(Saved entries)
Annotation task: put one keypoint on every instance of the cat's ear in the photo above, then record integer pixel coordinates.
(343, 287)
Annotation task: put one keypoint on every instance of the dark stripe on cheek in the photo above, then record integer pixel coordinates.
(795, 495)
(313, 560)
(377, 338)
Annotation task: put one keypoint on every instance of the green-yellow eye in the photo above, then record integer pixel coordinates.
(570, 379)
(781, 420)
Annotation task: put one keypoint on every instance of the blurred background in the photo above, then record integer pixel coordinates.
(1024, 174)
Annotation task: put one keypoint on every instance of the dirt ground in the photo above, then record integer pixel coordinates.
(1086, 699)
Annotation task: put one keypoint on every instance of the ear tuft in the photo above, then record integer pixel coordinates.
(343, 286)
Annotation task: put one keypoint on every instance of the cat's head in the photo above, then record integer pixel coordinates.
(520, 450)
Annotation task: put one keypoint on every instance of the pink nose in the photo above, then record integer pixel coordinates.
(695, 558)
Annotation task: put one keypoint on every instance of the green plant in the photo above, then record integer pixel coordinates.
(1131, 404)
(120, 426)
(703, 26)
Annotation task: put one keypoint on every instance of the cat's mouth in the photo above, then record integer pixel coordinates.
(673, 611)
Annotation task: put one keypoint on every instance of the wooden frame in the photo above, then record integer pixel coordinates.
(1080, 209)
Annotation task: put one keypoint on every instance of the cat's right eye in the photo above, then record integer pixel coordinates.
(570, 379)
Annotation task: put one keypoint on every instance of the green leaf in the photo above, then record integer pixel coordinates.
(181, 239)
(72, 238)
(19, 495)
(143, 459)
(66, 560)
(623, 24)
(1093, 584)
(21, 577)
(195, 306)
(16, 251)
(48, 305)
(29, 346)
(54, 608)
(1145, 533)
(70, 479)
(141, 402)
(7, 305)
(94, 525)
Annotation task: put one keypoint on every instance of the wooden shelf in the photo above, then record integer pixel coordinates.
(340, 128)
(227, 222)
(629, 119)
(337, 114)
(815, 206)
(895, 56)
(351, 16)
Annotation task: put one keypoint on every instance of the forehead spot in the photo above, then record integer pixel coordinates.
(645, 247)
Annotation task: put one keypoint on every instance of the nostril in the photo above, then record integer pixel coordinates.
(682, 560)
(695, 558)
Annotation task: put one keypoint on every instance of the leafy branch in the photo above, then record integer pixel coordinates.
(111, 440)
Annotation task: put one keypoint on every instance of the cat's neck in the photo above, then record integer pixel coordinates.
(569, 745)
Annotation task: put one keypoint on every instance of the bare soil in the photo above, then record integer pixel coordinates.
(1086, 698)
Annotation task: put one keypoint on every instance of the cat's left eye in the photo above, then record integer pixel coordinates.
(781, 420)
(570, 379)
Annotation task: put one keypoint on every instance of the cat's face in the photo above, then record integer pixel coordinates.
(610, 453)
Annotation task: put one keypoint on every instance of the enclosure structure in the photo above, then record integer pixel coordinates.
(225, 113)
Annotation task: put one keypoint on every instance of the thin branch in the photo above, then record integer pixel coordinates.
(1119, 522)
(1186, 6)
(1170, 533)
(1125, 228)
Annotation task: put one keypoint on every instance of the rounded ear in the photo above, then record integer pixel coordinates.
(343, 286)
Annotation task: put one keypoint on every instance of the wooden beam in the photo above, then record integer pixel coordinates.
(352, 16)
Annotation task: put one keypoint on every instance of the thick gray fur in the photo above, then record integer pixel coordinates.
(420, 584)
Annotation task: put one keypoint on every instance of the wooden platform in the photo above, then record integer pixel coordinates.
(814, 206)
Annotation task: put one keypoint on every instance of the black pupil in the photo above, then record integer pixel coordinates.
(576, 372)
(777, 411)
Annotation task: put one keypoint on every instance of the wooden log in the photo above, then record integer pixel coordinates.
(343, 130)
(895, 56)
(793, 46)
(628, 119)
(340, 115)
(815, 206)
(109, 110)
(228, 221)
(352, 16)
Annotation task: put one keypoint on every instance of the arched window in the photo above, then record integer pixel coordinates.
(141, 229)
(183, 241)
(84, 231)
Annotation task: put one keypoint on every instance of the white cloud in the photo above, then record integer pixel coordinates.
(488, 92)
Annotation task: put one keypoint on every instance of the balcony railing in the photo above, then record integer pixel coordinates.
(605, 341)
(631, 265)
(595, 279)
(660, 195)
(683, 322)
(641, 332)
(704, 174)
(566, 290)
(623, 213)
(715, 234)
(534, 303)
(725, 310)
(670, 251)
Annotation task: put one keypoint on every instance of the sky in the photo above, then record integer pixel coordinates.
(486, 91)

WORK TO COMPLETE |
Please transcribe the records in full, keeping every word as it is.

TASK ANSWER |
Annotation task: put one keypoint on every instance of the cat's ear in the photo above, then record integer pixel coordinates.
(343, 287)
Annotation task: put one keypoint on every instance of the dark stripe on cheek in the photo above, then record integer pixel coordinates.
(795, 495)
(313, 560)
(377, 338)
Annotation task: put one keypoint on every instance of the green-yellow eye in the photo above, then record integer pixel coordinates.
(570, 379)
(781, 420)
Annotation task: put one keypoint on every instance of the blurred background in the photo above, then record integer pixel coordinates.
(1024, 174)
Annotation task: put one keypoint on every instance of the dirt ground in the photo above, then record integer pixel coordinates.
(1086, 699)
Annotation task: put one keypoint on every instance of the ear tuft in the photo above, then record integer pixel coordinates.
(343, 286)
Annotation task: put one keypoint on every instance of the cat's head in the photo above, then record integer pixel coordinates.
(520, 450)
Annotation task: put one keypoint on every instance of the pink nose in the photo above, then record integer pixel coordinates.
(695, 558)
Annotation task: put one keypoint on every instance of the green plant in the photo above, then record integer pixel coordinates.
(1131, 404)
(120, 426)
(703, 26)
Annotation task: put one keypoint on every instance of the cat's mouth in the photo above, then record integer pixel coordinates.
(673, 611)
Annotation task: put one keypoint on every instance of the wooden frame in the photo above, then record integer pixel coordinates.
(1080, 209)
Annotation task: put one keypoint on every instance of the cat's right eye in the photo above, then record integer pixel coordinates.
(570, 379)
Annotation task: put one keypoint on every instance of the green leaf in the photo above, then record integer pixel coordinates.
(181, 239)
(72, 238)
(19, 495)
(143, 459)
(66, 560)
(623, 24)
(1093, 584)
(21, 577)
(195, 306)
(16, 251)
(48, 305)
(29, 346)
(54, 608)
(1145, 533)
(70, 479)
(141, 402)
(7, 305)
(94, 525)
Annotation task: put one keypoint on every instance of the wooden shelf in the photo above, then record integer pixel coordinates.
(340, 128)
(227, 222)
(629, 119)
(337, 114)
(815, 206)
(895, 56)
(351, 16)
Annotation task: put one keypoint on every instance of the forehead spot in the photo above, then record integer pixel coordinates.
(645, 247)
Annotation task: put one keypoint on every instance of the nostril in the photo above, then record integer pixel coordinates.
(682, 560)
(695, 558)
Annotation task: put one keypoint on every instance of the leafy branch in the photo above, then record integer pixel coordinates.
(111, 440)
Annotation task: put one keypoint on every instance of the cat's neck in the photo above, then record integer pixel coordinates.
(569, 745)
Annotation task: put one keypoint on every instance of the bare soil in the photo above, then record integer pixel coordinates.
(1086, 698)
Annotation task: put one keypoint on every instance of the cat's left eye in the photo above, then record integer pixel coordinates.
(781, 420)
(570, 379)
Annotation task: put one keypoint on every instance of the cat's face in the photo above, then record integer pixel coordinates.
(610, 453)
Annotation task: put one keypoint on every instance of the enclosure structure in the photo above, then record integer pixel coordinates.
(225, 113)
Annotation task: put one keypoint on every instance of the thin branch in the photo above, then record integer pixel coordinates.
(1119, 522)
(1186, 6)
(1170, 533)
(1125, 228)
Annotation task: put one keypoint on every instance of the rounded ear in the photo above, then record integer pixel coordinates.
(343, 286)
Annotation task: put one keypoint on every instance of the wooden beam in the photo above, then record integer pixel coordinates.
(352, 16)
Annotation task: put one keypoint on every instance of the thick gray fur in the photo above, then record integer pixel coordinates.
(420, 584)
Annotation task: put one keypoint on every instance of the wooden platform in the photo above, then record integer pixel coordinates.
(814, 206)
Annotation task: put one keypoint on every instance of the black pupil in the photo above, then record integer pixel coordinates.
(576, 372)
(777, 411)
Annotation task: put one keypoint on every instance of the wooden log in the photo above, then record integer pixel coordinates.
(343, 130)
(895, 56)
(793, 46)
(628, 119)
(340, 115)
(815, 206)
(109, 110)
(228, 221)
(352, 16)
Annotation task: put one keypoint on every instance of the arched window in the photo above, then record integer pixel coordinates.
(141, 229)
(183, 241)
(84, 231)
Annotation task: put one keypoint on every instance of the white cloud in the photo above, then record integer pixel coordinates.
(488, 92)
Annotation task: put one keypoint on every instance of the balcony railing in the photo above, then record integer pixel coordinates.
(605, 341)
(631, 265)
(595, 279)
(660, 195)
(683, 322)
(641, 332)
(704, 174)
(566, 290)
(623, 213)
(715, 234)
(534, 303)
(725, 310)
(670, 251)
Annotation task: put one keypoint on every instance of the sky in the photo above, then record integer pixel coordinates.
(486, 91)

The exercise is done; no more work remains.